══ Document segment
Each years most dominant colors.

In [None]:
import cv2
import numpy as np
import os
from sklearn.cluster import KMeans
from collections import Counter
import matplotlib.pyplot as plt
import json
from concurrent.futures import ThreadPoolExecutor
import csv

os.environ["LOKY_MAX_CPU_COUNT"] = "4"

def extract_dominant_colors(image, num_colors=7):
    """Extract dominant colors using MiniBatchKMeans for faster processing."""
    image = cv2.cvtColor(image, cv2.COLOR_BGR2RGB)
    image = image.reshape(-1, 3)
    kmeans = KMeans(n_clusters=num_colors, random_state=30, max_iter=500)
    kmeans.fit(image)
    return kmeans.cluster_centers_.astype(int)

def merge_similar_colors_in_counter(color_counter, threshold=30):
    """Merge similar colors based on distance threshold."""
    merged_counter = Counter()
    colors = list(color_counter.keys())
    color_array = np.array(colors)
════
══ Record set
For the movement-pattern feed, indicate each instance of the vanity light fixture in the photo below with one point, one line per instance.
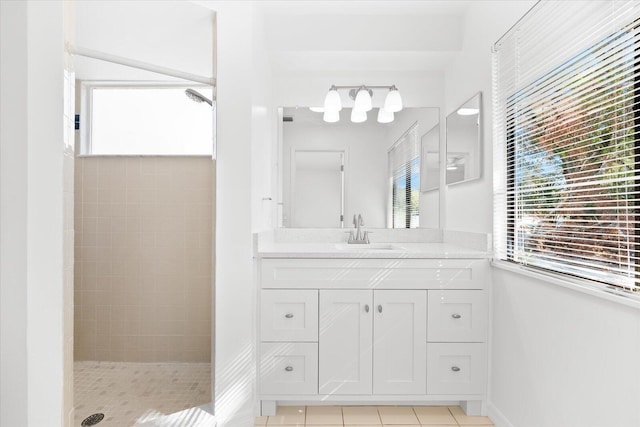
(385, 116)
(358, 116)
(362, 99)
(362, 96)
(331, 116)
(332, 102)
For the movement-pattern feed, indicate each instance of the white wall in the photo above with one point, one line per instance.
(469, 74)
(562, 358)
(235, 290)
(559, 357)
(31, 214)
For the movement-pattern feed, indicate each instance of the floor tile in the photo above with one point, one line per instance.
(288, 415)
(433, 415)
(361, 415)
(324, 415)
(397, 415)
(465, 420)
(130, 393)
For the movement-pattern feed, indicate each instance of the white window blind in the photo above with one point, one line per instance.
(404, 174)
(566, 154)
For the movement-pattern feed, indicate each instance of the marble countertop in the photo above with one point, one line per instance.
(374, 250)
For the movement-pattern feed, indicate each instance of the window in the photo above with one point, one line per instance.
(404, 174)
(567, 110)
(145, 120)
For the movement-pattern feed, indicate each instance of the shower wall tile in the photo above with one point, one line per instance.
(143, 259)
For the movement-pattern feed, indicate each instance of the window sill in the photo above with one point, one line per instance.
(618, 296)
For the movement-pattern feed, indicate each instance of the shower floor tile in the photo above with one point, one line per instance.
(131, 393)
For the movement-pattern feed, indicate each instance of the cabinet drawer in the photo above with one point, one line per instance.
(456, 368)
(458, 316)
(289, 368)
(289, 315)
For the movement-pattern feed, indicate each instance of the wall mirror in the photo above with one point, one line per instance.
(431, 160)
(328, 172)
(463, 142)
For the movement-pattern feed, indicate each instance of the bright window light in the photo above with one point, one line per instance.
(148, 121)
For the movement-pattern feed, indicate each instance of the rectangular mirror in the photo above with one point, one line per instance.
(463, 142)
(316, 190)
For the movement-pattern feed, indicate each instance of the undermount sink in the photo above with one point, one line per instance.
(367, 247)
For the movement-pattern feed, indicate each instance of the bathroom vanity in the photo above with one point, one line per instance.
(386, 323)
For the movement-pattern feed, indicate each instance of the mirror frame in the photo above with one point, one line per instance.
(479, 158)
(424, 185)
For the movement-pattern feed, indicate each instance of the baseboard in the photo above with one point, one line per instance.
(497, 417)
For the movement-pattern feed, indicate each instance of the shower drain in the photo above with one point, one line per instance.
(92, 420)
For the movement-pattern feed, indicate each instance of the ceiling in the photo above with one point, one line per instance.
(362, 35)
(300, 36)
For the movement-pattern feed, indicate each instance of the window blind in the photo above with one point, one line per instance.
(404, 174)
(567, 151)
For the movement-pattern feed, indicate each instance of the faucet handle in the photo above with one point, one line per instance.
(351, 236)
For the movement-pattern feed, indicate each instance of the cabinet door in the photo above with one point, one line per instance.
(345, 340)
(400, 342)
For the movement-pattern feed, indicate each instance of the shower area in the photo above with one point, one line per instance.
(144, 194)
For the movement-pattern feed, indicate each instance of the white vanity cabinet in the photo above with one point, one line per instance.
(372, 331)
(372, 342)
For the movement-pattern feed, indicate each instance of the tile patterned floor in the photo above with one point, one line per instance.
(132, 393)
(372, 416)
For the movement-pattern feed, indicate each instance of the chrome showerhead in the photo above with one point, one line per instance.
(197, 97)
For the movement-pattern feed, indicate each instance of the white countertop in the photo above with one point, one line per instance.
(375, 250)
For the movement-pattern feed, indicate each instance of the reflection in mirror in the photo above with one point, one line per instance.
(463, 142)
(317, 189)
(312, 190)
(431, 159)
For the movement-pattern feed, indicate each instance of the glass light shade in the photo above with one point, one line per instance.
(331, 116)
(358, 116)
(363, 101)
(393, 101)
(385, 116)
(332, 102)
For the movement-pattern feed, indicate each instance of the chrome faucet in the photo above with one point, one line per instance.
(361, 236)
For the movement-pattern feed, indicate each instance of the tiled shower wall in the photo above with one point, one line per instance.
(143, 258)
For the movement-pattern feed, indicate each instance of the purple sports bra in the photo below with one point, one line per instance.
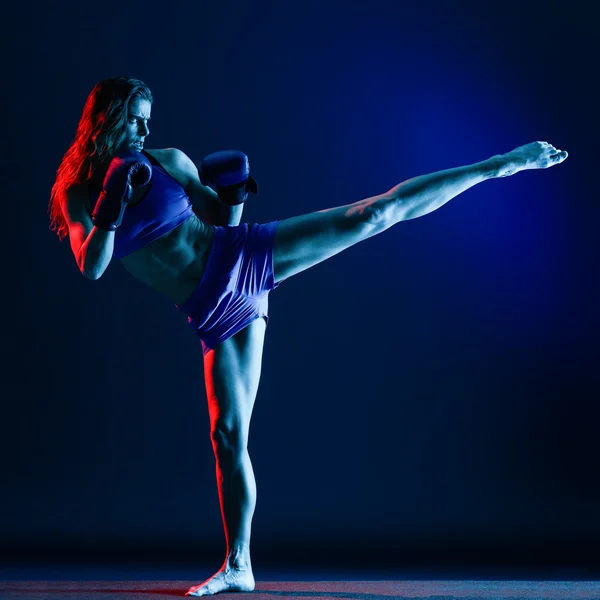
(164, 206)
════
Exercises to complete →
(A) Answer these questions about the dominant-colors code:
(i) What value is assigned to the LOKY_MAX_CPU_COUNT environment variable?
(ii) What is the default number of colors in extract_dominant_colors?
(iii) What default threshold does merge_similar_colors_in_counter take?
(B) Extend the dominant-colors code, picking up right after its last line.

Task results →
(A)
(i) "4"
(ii) 7
(iii) 30

(B)
    for color, count in color_counter.items():
        color = tuple(int(c) for c in color)
        dist = np.linalg.norm(color_array - np.array(color), axis=1)
        close_colors = np.where(dist < threshold)[0]
        if close_colors.size > 0:
            merged_color = tuple(color_array[close_colors[0]])
            merged_color = tuple(int(c) for c in merged_color) 
            merged_counter[merged_color] += int(count)
        else:
            merged_counter[color] = int(count)
    return merged_counter

def process_image(image_path, num_colors=7):
    """Process a single image to extract dominant colors."""
    try:
        image = cv2.imread(image_path)
        if image is None:
            print(f"Failed to read image: {image_path}")
            return []
        image = cv2.resize(image, (150, 150))  # Resize once per image
        dominant_colors = extract_dominant_colors(image, num_colors)
        return {tuple(color): 1 for color in dominant_colors}
    except Exception as e:
        print(f"Error processing {image_path}: {e}")
        return []

def process_images_in_folder(folder_path, num_colors=7):
    """Process all images in a folder and cluster dominant colors."""
    color_counter = Counter()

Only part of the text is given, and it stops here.